**INPUT:**
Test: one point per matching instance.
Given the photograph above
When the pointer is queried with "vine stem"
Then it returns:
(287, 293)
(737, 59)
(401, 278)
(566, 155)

**TASK:** Copy out, word for word, only the lines from the one with "When the pointer" through the last line of the material above.

**SOLUTION TO THIS TASK:**
When the pointer is queried with "vine stem"
Then it returns:
(287, 293)
(737, 59)
(401, 278)
(566, 155)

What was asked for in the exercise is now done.